╔══

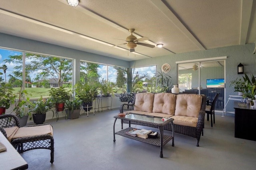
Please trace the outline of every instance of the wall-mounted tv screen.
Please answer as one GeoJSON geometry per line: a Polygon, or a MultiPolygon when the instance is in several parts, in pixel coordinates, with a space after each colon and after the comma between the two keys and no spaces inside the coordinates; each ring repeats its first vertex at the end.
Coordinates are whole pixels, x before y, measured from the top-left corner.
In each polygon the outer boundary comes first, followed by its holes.
{"type": "Polygon", "coordinates": [[[224,78],[206,79],[206,88],[224,88],[224,78]]]}

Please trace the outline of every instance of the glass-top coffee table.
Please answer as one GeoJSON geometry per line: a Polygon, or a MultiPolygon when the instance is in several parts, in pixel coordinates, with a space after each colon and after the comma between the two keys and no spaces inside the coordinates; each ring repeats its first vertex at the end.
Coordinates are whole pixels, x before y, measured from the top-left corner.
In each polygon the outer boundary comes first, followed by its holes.
{"type": "Polygon", "coordinates": [[[115,134],[145,143],[148,143],[160,147],[160,157],[163,157],[163,147],[168,143],[171,139],[172,139],[172,146],[174,147],[174,131],[172,131],[172,135],[164,135],[164,127],[166,125],[170,123],[172,129],[173,129],[173,123],[172,121],[174,119],[170,118],[165,121],[162,121],[162,117],[153,117],[146,115],[138,115],[134,113],[130,113],[125,115],[125,117],[120,117],[118,115],[114,117],[115,121],[114,123],[114,142],[116,142],[115,134]],[[115,125],[117,119],[122,120],[126,120],[129,121],[129,127],[122,130],[117,132],[115,132],[115,125]],[[132,130],[134,128],[131,127],[130,121],[135,122],[141,123],[143,125],[148,127],[158,127],[159,129],[160,136],[158,136],[156,139],[148,138],[144,139],[138,137],[133,137],[127,135],[126,132],[131,130],[132,130]]]}

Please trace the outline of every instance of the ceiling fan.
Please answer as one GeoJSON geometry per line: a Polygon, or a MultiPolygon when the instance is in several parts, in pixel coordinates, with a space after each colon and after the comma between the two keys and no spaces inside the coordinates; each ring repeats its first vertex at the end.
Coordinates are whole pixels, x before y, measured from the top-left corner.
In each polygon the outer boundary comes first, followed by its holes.
{"type": "Polygon", "coordinates": [[[151,45],[151,44],[139,42],[140,41],[143,41],[148,40],[149,39],[146,37],[142,37],[142,38],[137,39],[136,37],[132,35],[132,33],[133,33],[135,30],[135,29],[133,28],[129,29],[129,32],[131,33],[131,35],[126,37],[126,40],[121,39],[121,40],[125,41],[127,42],[127,43],[124,43],[123,44],[118,44],[113,47],[116,47],[120,45],[126,44],[127,47],[128,47],[130,48],[130,51],[131,52],[134,52],[135,51],[134,48],[137,47],[137,45],[143,45],[144,46],[150,48],[154,48],[155,47],[154,45],[151,45]]]}

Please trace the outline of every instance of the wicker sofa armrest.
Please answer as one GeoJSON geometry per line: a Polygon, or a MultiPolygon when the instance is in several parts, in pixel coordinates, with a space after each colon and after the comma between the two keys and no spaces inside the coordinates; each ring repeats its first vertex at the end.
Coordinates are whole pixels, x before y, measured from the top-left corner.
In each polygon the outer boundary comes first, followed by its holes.
{"type": "Polygon", "coordinates": [[[4,136],[6,138],[6,139],[7,138],[7,135],[6,134],[6,133],[4,128],[0,127],[0,132],[1,132],[3,134],[3,135],[4,135],[4,136]]]}
{"type": "Polygon", "coordinates": [[[20,122],[17,116],[11,114],[0,115],[0,127],[5,128],[13,126],[20,127],[20,122]]]}
{"type": "Polygon", "coordinates": [[[201,134],[203,128],[204,127],[204,116],[205,115],[205,111],[201,111],[199,112],[198,116],[198,121],[196,125],[196,129],[198,134],[201,134]]]}

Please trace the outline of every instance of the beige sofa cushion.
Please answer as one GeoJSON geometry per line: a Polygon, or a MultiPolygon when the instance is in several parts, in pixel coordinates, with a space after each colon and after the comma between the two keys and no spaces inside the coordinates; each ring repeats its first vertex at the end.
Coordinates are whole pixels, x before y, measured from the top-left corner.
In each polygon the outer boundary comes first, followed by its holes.
{"type": "Polygon", "coordinates": [[[174,115],[198,117],[201,109],[202,96],[194,94],[177,95],[174,115]]]}
{"type": "Polygon", "coordinates": [[[176,95],[168,93],[156,94],[154,99],[153,112],[174,115],[176,104],[176,95]]]}
{"type": "Polygon", "coordinates": [[[13,139],[24,137],[31,137],[42,135],[53,135],[52,127],[50,125],[20,128],[13,137],[13,139]]]}
{"type": "Polygon", "coordinates": [[[135,96],[134,110],[151,113],[153,109],[154,95],[152,93],[139,93],[135,96]]]}
{"type": "Polygon", "coordinates": [[[173,123],[175,124],[194,127],[196,127],[198,120],[197,117],[175,115],[172,118],[174,119],[173,123]]]}
{"type": "Polygon", "coordinates": [[[13,136],[18,129],[19,127],[18,126],[13,126],[12,127],[4,128],[7,135],[7,139],[8,139],[8,141],[9,141],[9,142],[12,141],[12,139],[13,136]]]}

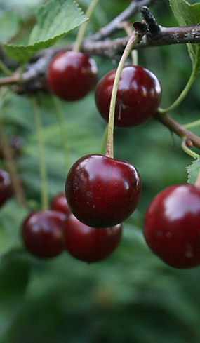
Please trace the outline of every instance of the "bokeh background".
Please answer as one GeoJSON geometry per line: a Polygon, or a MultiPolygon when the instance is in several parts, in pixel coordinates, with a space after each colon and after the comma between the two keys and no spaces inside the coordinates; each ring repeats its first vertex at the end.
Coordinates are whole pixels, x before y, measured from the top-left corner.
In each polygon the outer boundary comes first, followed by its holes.
{"type": "MultiPolygon", "coordinates": [[[[15,41],[25,41],[41,2],[1,0],[1,43],[14,36],[15,41]],[[19,30],[19,36],[15,36],[19,30]]],[[[78,1],[84,11],[89,2],[78,1]]],[[[87,33],[105,25],[129,2],[101,0],[87,33]]],[[[159,25],[178,26],[167,0],[158,1],[151,11],[159,25]]],[[[133,18],[135,20],[141,20],[140,13],[133,18]]],[[[74,30],[57,44],[73,41],[76,33],[74,30]]],[[[114,36],[122,35],[117,32],[114,36]]],[[[98,79],[116,68],[119,62],[117,58],[93,58],[98,65],[98,79]]],[[[169,106],[192,71],[187,46],[140,50],[138,60],[158,76],[163,88],[161,107],[169,106]]],[[[197,76],[187,97],[171,112],[180,123],[199,119],[199,85],[197,76]]],[[[45,94],[38,97],[52,200],[64,191],[63,148],[52,98],[45,94]]],[[[84,154],[99,152],[105,122],[97,111],[94,91],[78,102],[61,104],[70,166],[84,154]]],[[[0,115],[8,137],[18,135],[25,140],[17,167],[29,206],[38,208],[41,177],[30,99],[12,95],[1,107],[0,115]]],[[[199,128],[193,132],[199,135],[199,128]]],[[[115,129],[114,156],[137,168],[142,195],[135,212],[124,223],[119,248],[102,262],[88,264],[67,252],[49,261],[31,256],[20,239],[27,210],[13,199],[6,202],[0,211],[1,343],[200,342],[200,267],[178,270],[168,267],[149,250],[142,236],[143,218],[154,196],[167,186],[187,182],[186,167],[192,159],[182,152],[180,143],[154,119],[136,128],[115,129]]],[[[1,166],[6,168],[4,161],[1,166]]]]}

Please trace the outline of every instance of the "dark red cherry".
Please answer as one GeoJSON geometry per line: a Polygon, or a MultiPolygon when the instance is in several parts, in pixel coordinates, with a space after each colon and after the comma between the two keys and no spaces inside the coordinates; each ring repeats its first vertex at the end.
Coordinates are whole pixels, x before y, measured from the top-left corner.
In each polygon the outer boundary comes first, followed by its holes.
{"type": "Polygon", "coordinates": [[[124,222],[135,209],[141,194],[136,168],[125,161],[86,155],[71,168],[65,194],[74,215],[95,228],[124,222]]]}
{"type": "Polygon", "coordinates": [[[81,99],[96,81],[96,62],[86,55],[67,51],[56,55],[46,74],[48,86],[61,99],[74,101],[81,99]]]}
{"type": "Polygon", "coordinates": [[[54,211],[62,212],[66,215],[72,213],[71,210],[66,200],[65,193],[58,194],[52,201],[51,208],[54,211]]]}
{"type": "Polygon", "coordinates": [[[51,258],[64,249],[62,226],[66,215],[53,210],[32,213],[25,220],[22,238],[27,249],[34,255],[51,258]]]}
{"type": "Polygon", "coordinates": [[[200,189],[177,184],[159,193],[146,213],[144,235],[152,251],[175,268],[200,264],[200,189]]]}
{"type": "Polygon", "coordinates": [[[11,178],[8,173],[0,169],[0,207],[9,198],[11,194],[11,178]]]}
{"type": "Polygon", "coordinates": [[[97,262],[109,256],[119,246],[121,225],[107,229],[95,229],[81,223],[69,215],[64,225],[64,244],[75,258],[88,263],[97,262]]]}
{"type": "MultiPolygon", "coordinates": [[[[108,121],[109,104],[116,69],[105,75],[95,90],[95,102],[101,116],[108,121]]],[[[116,95],[114,125],[128,128],[142,124],[154,116],[161,100],[157,77],[140,66],[122,70],[116,95]]]]}

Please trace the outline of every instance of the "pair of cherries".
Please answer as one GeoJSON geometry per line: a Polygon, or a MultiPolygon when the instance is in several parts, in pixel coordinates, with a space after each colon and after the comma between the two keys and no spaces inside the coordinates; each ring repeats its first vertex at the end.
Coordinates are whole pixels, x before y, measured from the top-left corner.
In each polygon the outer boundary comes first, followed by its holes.
{"type": "Polygon", "coordinates": [[[52,209],[32,213],[22,227],[27,249],[34,255],[48,259],[66,250],[81,261],[96,262],[109,256],[121,241],[122,226],[106,229],[90,227],[71,213],[65,194],[58,194],[52,209]]]}

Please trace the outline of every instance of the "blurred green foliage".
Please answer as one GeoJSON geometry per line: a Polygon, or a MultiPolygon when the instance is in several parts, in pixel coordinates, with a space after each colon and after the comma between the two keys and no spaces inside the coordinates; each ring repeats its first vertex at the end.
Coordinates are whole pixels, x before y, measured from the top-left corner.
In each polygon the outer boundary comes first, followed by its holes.
{"type": "MultiPolygon", "coordinates": [[[[1,0],[1,41],[8,41],[25,25],[41,2],[1,0]]],[[[89,1],[78,2],[85,11],[89,1]]],[[[101,0],[88,34],[105,25],[128,3],[101,0]]],[[[177,25],[167,0],[158,1],[151,10],[159,24],[177,25]]],[[[76,34],[76,30],[58,43],[67,43],[76,34]]],[[[139,64],[154,72],[161,81],[161,107],[170,105],[191,73],[187,47],[140,50],[138,58],[139,64]]],[[[116,67],[116,61],[94,58],[99,79],[116,67]]],[[[197,77],[185,100],[171,114],[181,123],[199,118],[199,85],[197,77]]],[[[39,102],[51,200],[64,190],[64,154],[52,99],[40,94],[39,102]]],[[[70,150],[69,163],[84,154],[98,153],[105,123],[96,109],[94,93],[79,102],[61,104],[70,150]]],[[[8,137],[20,135],[26,140],[17,166],[29,206],[39,208],[37,136],[30,99],[12,95],[1,107],[1,116],[8,137]]],[[[194,132],[199,135],[199,128],[194,132]]],[[[1,209],[1,343],[199,342],[199,267],[176,270],[165,265],[147,247],[142,232],[151,200],[164,187],[187,182],[186,166],[192,163],[192,158],[182,151],[180,139],[154,119],[137,128],[116,128],[114,155],[137,168],[142,195],[138,209],[124,224],[120,246],[105,261],[87,264],[67,253],[50,261],[34,258],[24,251],[20,240],[27,210],[13,199],[1,209]]],[[[5,168],[4,162],[1,163],[5,168]]]]}

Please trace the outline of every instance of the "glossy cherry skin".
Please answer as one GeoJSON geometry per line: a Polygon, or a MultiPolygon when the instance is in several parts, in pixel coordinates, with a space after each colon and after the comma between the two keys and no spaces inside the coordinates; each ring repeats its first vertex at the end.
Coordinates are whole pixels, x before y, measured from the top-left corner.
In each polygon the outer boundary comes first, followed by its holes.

╚══

__The request__.
Count the lines above that contain the word "sofa", and reply with the number alone.

__The completed task__.
2